Your task
Copy each of the following rows exactly as it appears, keeping every line.

Provided records

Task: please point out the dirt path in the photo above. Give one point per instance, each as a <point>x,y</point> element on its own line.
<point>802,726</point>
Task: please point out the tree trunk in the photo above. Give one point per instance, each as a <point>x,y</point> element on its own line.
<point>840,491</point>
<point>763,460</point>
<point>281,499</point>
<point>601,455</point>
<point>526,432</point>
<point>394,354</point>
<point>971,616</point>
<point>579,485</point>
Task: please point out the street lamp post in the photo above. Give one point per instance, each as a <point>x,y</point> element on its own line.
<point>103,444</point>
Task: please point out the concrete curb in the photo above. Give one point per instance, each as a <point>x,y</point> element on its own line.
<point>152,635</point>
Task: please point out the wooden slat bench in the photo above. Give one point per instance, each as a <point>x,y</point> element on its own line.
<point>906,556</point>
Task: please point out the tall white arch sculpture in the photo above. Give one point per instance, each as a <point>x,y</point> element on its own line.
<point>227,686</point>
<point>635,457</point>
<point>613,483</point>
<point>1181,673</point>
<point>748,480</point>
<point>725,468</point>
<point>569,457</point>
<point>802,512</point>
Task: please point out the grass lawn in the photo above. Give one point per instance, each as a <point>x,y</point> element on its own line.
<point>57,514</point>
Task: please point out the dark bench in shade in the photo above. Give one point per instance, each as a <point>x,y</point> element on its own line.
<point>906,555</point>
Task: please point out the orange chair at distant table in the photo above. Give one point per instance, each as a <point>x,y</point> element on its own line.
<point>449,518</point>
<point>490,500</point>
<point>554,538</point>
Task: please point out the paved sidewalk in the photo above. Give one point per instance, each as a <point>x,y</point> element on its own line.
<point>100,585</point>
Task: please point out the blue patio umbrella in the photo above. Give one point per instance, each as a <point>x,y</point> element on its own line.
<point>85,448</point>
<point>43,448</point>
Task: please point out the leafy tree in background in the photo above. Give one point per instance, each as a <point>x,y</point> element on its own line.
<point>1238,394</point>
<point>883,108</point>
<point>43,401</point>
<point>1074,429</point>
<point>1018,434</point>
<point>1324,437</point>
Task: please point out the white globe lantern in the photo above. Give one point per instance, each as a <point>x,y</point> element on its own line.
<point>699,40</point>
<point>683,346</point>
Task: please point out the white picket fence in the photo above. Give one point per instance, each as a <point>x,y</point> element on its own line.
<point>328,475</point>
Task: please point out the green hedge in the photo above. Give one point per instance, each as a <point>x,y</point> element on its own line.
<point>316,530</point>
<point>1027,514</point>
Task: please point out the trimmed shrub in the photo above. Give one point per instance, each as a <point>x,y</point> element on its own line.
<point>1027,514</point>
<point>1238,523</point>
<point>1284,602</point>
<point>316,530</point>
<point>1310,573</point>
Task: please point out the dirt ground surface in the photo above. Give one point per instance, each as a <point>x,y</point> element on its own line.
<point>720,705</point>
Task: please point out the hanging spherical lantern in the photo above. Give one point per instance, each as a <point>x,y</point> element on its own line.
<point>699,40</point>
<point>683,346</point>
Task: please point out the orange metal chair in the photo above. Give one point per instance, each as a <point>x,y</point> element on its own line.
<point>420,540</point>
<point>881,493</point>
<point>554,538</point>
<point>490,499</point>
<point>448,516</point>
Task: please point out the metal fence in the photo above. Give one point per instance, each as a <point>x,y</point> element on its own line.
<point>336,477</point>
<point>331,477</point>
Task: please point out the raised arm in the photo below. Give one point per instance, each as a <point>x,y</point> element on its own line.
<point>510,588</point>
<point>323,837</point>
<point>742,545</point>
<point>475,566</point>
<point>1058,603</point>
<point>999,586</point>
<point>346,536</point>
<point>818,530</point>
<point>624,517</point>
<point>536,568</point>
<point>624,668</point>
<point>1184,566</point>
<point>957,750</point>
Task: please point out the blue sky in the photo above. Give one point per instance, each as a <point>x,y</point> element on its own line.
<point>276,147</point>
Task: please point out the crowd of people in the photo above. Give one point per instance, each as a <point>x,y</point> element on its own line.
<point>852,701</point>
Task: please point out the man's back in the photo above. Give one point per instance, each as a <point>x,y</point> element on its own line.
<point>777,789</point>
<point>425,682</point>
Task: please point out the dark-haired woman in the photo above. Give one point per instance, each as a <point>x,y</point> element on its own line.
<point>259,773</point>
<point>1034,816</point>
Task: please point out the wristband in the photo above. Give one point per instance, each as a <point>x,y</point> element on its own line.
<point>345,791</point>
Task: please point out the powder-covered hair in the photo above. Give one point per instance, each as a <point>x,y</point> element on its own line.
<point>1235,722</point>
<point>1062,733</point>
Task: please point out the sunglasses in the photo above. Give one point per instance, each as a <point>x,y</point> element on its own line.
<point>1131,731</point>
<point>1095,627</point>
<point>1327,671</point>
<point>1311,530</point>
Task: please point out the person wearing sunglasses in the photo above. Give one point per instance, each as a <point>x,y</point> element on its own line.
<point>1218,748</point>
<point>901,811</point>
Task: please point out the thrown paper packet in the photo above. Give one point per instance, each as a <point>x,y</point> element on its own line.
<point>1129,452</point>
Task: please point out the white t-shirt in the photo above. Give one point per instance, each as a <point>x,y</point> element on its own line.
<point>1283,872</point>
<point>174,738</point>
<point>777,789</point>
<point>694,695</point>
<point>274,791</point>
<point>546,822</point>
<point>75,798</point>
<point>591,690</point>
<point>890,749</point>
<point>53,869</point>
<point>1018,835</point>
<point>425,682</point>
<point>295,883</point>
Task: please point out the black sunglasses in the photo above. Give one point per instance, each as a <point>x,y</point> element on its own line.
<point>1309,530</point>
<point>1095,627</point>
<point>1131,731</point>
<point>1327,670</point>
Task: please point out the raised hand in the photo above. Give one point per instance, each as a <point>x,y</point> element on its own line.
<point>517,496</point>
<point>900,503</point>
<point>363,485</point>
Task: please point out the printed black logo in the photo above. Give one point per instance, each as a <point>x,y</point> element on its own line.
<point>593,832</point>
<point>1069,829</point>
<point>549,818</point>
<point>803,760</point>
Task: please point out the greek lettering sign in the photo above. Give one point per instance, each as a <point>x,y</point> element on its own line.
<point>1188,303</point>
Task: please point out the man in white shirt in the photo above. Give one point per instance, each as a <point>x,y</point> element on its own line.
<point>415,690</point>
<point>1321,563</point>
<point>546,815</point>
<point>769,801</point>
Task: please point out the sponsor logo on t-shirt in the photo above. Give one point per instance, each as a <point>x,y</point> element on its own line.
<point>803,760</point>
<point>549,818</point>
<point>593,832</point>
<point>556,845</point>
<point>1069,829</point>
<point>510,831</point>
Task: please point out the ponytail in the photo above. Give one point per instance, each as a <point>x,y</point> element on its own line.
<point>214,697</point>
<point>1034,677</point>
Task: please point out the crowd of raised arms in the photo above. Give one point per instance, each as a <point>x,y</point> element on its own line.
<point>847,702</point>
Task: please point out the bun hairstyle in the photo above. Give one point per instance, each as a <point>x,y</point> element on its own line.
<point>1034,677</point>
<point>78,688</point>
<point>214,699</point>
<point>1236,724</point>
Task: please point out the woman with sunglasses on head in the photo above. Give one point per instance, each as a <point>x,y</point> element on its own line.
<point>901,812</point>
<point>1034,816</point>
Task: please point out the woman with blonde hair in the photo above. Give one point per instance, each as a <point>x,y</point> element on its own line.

Problem solution
Task: please point out the dirt path in the photo above. Give one point per instance, each as a <point>x,y</point> element on its own line.
<point>802,726</point>
Task: please point out the tree trunk in the photo above. Give one point per instance, each as a <point>x,y</point> element on its own line.
<point>840,491</point>
<point>763,460</point>
<point>281,499</point>
<point>601,455</point>
<point>526,432</point>
<point>394,354</point>
<point>971,616</point>
<point>579,485</point>
Task: please point out the street lamp post in the photo above. Give one point per instance, each as a <point>x,y</point> element on its own line.
<point>103,444</point>
Task: please point out the concrete curb in the photo above. Give one point per instance, each as a <point>x,y</point> element on its own line.
<point>152,635</point>
Task: please point out the wooden slat bench in the photo above. Give one point per instance, each as a <point>x,y</point> element on its own line.
<point>906,556</point>
Task: please point out the tall white arch sculpture in the photo above. Give one point per instance, each as a <point>x,y</point> element on its own line.
<point>227,686</point>
<point>635,457</point>
<point>613,483</point>
<point>1181,673</point>
<point>748,480</point>
<point>725,468</point>
<point>569,457</point>
<point>802,512</point>
Task: please point out the grass lawn in the photo above. Give one point per instance, each as a <point>x,y</point> element on its own line.
<point>57,514</point>
Task: please point out the dark bench in shade in the photo above. Give one point per instance, each as a <point>x,y</point> element on its own line.
<point>906,555</point>
Task: please point out the orange chair at distant table in the photo above. Give one point per instance, each as a <point>x,y</point> element on its own line.
<point>449,518</point>
<point>490,500</point>
<point>554,538</point>
Task: please point out the paved sidewalk in the photo above. Give one point per instance, each as a <point>x,y</point> element on its own line.
<point>100,585</point>
Task: please point out the blue patio umbrella in the photo above. Give one point per instance, each as a <point>x,y</point> element on its own line.
<point>85,448</point>
<point>43,448</point>
Task: please point out the leafy tree in background in the photo above. Give one point per instance, each as a <point>x,y</point> element on its own line.
<point>1238,394</point>
<point>883,108</point>
<point>43,401</point>
<point>1074,429</point>
<point>1018,434</point>
<point>1324,437</point>
Task: please point out the white globe lantern in the photo above. Give one point per instance, each as a <point>x,y</point> element on its own line.
<point>699,40</point>
<point>683,346</point>
Task: please point out the white picket fence in the photo above. Give one point per instance, each as a <point>x,y</point> element on its own line.
<point>328,475</point>
Task: please point out the green hedge in the photo above. Give one point per instance, each as a <point>x,y</point> element on its own line.
<point>316,530</point>
<point>1027,514</point>
Task: please point out the trimmed shrub in the photo above. Give one point per instance, each as a <point>x,y</point> element on its own line.
<point>1027,514</point>
<point>1238,523</point>
<point>1284,602</point>
<point>316,530</point>
<point>1310,573</point>
Task: please point out the dirt ground surface in the photo above. Give one point per instance, each as a <point>x,y</point> element on its own line.
<point>720,705</point>
Task: please point out the hanging spherical lantern in the photo above. Give one point per instance, each as a <point>x,y</point> element on its own line.
<point>699,40</point>
<point>683,346</point>
Task: please point out the orange metal chair in the photo above. Give one point per instance, each as a <point>x,y</point> element on its own line.
<point>420,540</point>
<point>881,493</point>
<point>554,538</point>
<point>490,499</point>
<point>448,516</point>
Task: please point out the metal fence in the photo above. Give one point per instance, each as a <point>x,y</point> element on its own line.
<point>336,477</point>
<point>331,477</point>
Task: please point out the raised arm in the photo below. Give one point per instance, each as a <point>x,y</point> element on its own line.
<point>510,588</point>
<point>323,837</point>
<point>742,545</point>
<point>475,566</point>
<point>1058,603</point>
<point>999,586</point>
<point>346,536</point>
<point>818,530</point>
<point>624,517</point>
<point>536,568</point>
<point>624,668</point>
<point>1184,566</point>
<point>957,750</point>
Task: please point out the blue sky in the photo above. Give one point per instance, each as a <point>x,y</point> element on its own line.
<point>276,147</point>
Task: please point out the crowd of people in the photo above. Give one point per instance, each as a <point>x,y</point> element on its own line.
<point>852,701</point>
Task: please point out the man's back in the photo above. Give one point per instance, each as a <point>x,y</point> element on its own line.
<point>777,789</point>
<point>425,682</point>
Task: please point out the dark-haired woman in the photo above. Give one point per instance, each as a <point>x,y</point> element on its own line.
<point>259,773</point>
<point>1034,816</point>
Task: please point out the wristband in the photo above. Give one point per instance, each as a <point>x,y</point> element on its own line.
<point>345,791</point>
Task: please point out the powder-covered hair in the photo above. Give one point per instance, each as a <point>x,y</point> element on its own line.
<point>1235,722</point>
<point>1062,733</point>
Task: please point out the sunglasses in the photo above. Give one point per instance, each as a <point>x,y</point> element on its own line.
<point>1131,731</point>
<point>1095,627</point>
<point>1327,671</point>
<point>1311,530</point>
Task: please point out the person wearing sunglasses in the photo above. Give one point per instance, each as a <point>x,y</point> element on its own line.
<point>1218,748</point>
<point>901,811</point>
Task: please point out the thrown paper packet in the photo above. Give one point per instance, each as a <point>x,y</point> element on its own line.
<point>1129,452</point>
Task: please point out the white t-shirt in the photo above. Give one point per instance, each as a <point>x,y</point> element on its own line.
<point>1283,872</point>
<point>174,738</point>
<point>777,789</point>
<point>694,695</point>
<point>274,791</point>
<point>546,822</point>
<point>75,798</point>
<point>591,690</point>
<point>890,749</point>
<point>53,869</point>
<point>1018,835</point>
<point>425,682</point>
<point>295,883</point>
Task: please point out the black sunglasses in the photo above. Give one point per instance, each as a <point>x,y</point> element on its own line.
<point>1309,530</point>
<point>1095,627</point>
<point>1131,731</point>
<point>1327,670</point>
Task: please point out the raised hand in the photo above. Give one point per instance, each as a <point>x,y</point> element on its own line.
<point>517,496</point>
<point>900,503</point>
<point>363,485</point>
Task: please point out the printed black logo in the photo above. Give one point per instance, each as a <point>x,y</point> element on its own line.
<point>593,832</point>
<point>1069,829</point>
<point>549,818</point>
<point>803,760</point>
Task: please point out the greek lettering sign in the photo above. Give one point per instance, each as a <point>x,y</point> element on its own line.
<point>1188,303</point>
Task: please point out the man in white shirt in the photo above. Give one point per instance, each as a <point>x,y</point> element on its own line.
<point>415,690</point>
<point>1321,563</point>
<point>546,815</point>
<point>769,801</point>
Task: please point out the sponsor logo on t-shirt in the photo above. Give one point per instance, each as a <point>x,y</point> element on its own line.
<point>803,760</point>
<point>549,818</point>
<point>593,832</point>
<point>556,845</point>
<point>1069,829</point>
<point>510,831</point>
Task: please point out the ponytail in the photo above. Give one point per instance, each as a <point>x,y</point> element on its own line.
<point>214,697</point>
<point>1034,677</point>
Task: please point out the crowd of raised arms in the photo above. Give one point per instance, each as a <point>x,y</point> element on its own line.
<point>847,702</point>
Task: please point out the bun hairstyle in the photo above. Give one point per instance, each as a <point>x,y</point> element on its own line.
<point>1034,677</point>
<point>78,688</point>
<point>214,699</point>
<point>1236,724</point>
Task: please point out the woman with sunglasses on head in the photo above. Give one point per instance, each as a <point>x,y</point> element on its own line.
<point>901,812</point>
<point>1034,816</point>
Task: please point out the woman with blonde hair in the photo above. Give one point per instance, each as a <point>x,y</point> element on its own line.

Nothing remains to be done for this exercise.